## Page excerpt
+++

Dog coughing
If your dog has kennel cough, you’ll no doubt hear about it: A blaring, hacking cough like a goose honk is the most common sign. Affected dogs will often retch and gag, as if trying to dislodge something from their throats.

This extremely contagious respiratory disease, also known as canine infectious tracheobronchitis, isn’t always caused by a single organism. In fact, it often involves a number of them. Common canine viruses including distemper, adenovirus type 2, parainfluenza, reovirus or herpes virus may be involved, as well as bacteria such as Bordetella bronchiseptica or even other organisms. 

Aptly nicknamed “kennel cough,” the infection is commonly associated with places where dogs are exposed to other dogs, such as kennels, shelters, grooming facilities, dog shows and pet shops.

A Very Catchy Disease 

When an infected dog coughs, viruses and bacteria are dispersed into the air. Other dogs become infected when they inhale these infectious organisms, which, in turn, irritate the lining of their respiratory tracts, making them vulnerable to other organisms.

Dogs don’t need to have direct contact with sick dogs to become infected. The viruses and bacteria can even spread on toys and food and water bowls. Depending on the organisms involved, dogs will start to show signs four to 10 days after infection.

Coughing, Hacking and Retching

With a mild, uncomplicated infection, your dog may have a dry, unproductive cough (meaning he doesn’t bring up phlegm or mucus when he coughs) that can worsen when he exercises, is excited or pulls against his collar. Usually, he’ll still have plenty of energy and an appetite. 

Signs of a secondary bacterial infection can include lethargy, nasal discharge and loss of appetite. The infection can also spread deeper into the lungs, leading to pneumonia, which can be life threatening. In such severe cases, dogs may have a wet, productive cough (bringing up phlegm or mucus), difficulty breathing, fever and weight loss.   

Diagnosis and Treatment 

Your veterinarian can usually diagnose kennel cough based on your dog’s history and clinical signs, along with a physical exam. In many cases, simply placing gentle pressure on the trachea will elicit the telltale coughing. To help determine the severity of infection, your veterinarian may recommend additional tests, such as bloodwork and X-rays. If necessary, other tests can help identify the exact organisms involved, to help guide treatment.

+++

(Stored data)

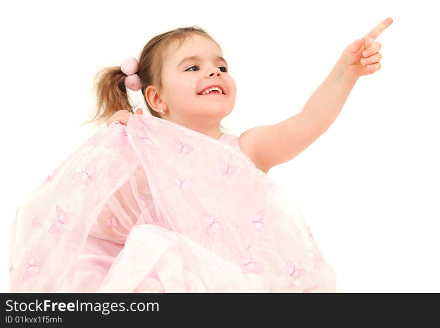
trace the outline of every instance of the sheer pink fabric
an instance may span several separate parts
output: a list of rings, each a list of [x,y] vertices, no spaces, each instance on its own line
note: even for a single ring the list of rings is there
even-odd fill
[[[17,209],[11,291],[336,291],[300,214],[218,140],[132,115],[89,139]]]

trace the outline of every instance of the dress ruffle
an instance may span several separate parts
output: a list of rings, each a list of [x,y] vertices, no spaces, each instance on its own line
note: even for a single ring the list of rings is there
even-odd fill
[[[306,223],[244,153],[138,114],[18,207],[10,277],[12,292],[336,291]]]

+++

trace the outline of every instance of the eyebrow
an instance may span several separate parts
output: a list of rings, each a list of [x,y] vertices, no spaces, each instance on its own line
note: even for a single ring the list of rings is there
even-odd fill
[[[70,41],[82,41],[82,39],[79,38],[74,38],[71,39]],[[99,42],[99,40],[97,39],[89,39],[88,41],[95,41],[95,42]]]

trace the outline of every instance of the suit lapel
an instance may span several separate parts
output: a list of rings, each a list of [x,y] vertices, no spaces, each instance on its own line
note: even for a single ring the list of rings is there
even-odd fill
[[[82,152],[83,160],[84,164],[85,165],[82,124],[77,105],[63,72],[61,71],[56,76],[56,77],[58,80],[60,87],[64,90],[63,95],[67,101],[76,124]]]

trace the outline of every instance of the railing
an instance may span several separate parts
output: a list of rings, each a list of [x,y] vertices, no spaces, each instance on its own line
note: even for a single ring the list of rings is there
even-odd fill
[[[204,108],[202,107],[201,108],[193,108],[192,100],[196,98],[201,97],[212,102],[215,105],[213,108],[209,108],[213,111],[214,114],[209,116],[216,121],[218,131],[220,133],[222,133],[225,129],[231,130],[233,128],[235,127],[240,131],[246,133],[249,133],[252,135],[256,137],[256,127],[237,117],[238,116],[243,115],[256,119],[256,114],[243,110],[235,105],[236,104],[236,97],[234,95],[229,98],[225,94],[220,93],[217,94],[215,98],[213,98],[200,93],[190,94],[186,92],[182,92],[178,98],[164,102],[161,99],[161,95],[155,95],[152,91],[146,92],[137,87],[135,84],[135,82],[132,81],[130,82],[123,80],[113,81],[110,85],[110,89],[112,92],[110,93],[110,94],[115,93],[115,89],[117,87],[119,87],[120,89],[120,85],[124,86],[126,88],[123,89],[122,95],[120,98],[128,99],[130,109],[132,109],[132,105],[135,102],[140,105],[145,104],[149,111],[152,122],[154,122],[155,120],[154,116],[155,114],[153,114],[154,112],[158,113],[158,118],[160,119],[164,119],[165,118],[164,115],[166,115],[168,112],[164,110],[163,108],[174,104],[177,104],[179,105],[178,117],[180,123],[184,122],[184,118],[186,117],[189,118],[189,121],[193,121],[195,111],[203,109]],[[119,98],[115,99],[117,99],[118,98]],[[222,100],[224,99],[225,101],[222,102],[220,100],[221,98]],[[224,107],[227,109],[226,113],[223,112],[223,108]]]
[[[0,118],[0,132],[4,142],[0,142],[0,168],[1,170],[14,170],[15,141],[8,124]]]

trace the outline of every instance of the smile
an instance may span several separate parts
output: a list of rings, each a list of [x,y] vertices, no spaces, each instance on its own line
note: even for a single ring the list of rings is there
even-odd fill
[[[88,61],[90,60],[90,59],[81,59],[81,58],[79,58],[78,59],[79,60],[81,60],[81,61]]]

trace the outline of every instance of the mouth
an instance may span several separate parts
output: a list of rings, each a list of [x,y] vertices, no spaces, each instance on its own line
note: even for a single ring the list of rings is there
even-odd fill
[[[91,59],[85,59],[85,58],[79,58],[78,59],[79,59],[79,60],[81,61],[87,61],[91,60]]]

+++

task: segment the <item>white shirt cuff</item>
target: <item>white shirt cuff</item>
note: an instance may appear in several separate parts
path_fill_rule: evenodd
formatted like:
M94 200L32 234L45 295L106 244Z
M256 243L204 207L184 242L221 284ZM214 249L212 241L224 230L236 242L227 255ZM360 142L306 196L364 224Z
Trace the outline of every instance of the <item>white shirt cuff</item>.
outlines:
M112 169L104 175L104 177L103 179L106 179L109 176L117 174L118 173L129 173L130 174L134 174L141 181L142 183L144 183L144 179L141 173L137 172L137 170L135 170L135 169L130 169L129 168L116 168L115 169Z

+++

## Task item
Retype the passage of the kennel cough article above word for word, starting at "When an infected" and ending at "to other organisms.".

## Solution to the problem
When an infected dog coughs, viruses and bacteria are dispersed into the air. Other dogs become infected when they inhale these infectious organisms, which, in turn, irritate the lining of their respiratory tracts, making them vulnerable to other organisms.